- _Passage for review_:
▼▼▼

Quite right you but you’ve got to admit he’s spot on that we were building alot longer than these archeologists have said the trouble is nobody will look at his papers and like you said he’s not an expert but neither are the archeologists who came up with the times dates in the first place if you think about it there theories were wrong they have done some exceptional work but to be wrong by almost 4 thousand years is not cricket everything that they based there time lines around there theory has a knock on affect we must look at everything else know nothing can be overlooked because some people might be offended when they are challenged they close rank that’s the real problem
prove to me no one will look at his papers. The research done by the excavator was published. It’s not Eden, like the fringe wants to claim.
What peer review poppycock that’s all I can say the academics are in compleat denial they are seething frofing at the mouth they still haven’t even begun putting all the facts out there not because the evidence is to weak because it is to strong
Having published under peer review (and some stuff out of the mainstream), I can say with complete certainty that you don’t know anything about peer review. This caricature is nothing more than an excuse. It’s whining.

▲▲▲

- _Your task_: In the comment thread on archaeological dating, by about how many years does the first commenter say the archaeologists were wrong? The data after this comment thread comes from a separate source.

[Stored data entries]
▼▼▼

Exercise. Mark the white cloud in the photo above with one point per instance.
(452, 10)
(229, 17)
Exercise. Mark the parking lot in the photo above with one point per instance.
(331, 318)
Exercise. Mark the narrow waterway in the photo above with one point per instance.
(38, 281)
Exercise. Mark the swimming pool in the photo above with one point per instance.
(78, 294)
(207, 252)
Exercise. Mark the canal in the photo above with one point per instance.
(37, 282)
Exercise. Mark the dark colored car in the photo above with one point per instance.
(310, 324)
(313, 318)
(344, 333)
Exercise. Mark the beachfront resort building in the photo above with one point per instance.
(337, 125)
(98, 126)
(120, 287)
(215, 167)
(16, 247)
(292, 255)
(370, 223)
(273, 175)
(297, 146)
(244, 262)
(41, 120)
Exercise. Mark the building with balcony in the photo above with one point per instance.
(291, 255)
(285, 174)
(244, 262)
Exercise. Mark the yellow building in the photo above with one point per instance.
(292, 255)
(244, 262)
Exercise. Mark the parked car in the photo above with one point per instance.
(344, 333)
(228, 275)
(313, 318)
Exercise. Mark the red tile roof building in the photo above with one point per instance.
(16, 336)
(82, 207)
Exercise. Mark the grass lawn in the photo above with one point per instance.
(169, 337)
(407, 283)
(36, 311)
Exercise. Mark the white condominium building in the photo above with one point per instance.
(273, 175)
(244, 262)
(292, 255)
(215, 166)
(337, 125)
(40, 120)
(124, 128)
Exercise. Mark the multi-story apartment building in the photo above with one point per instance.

▲▲▲

- _Result for this exercise_: Almost 4 thousand years.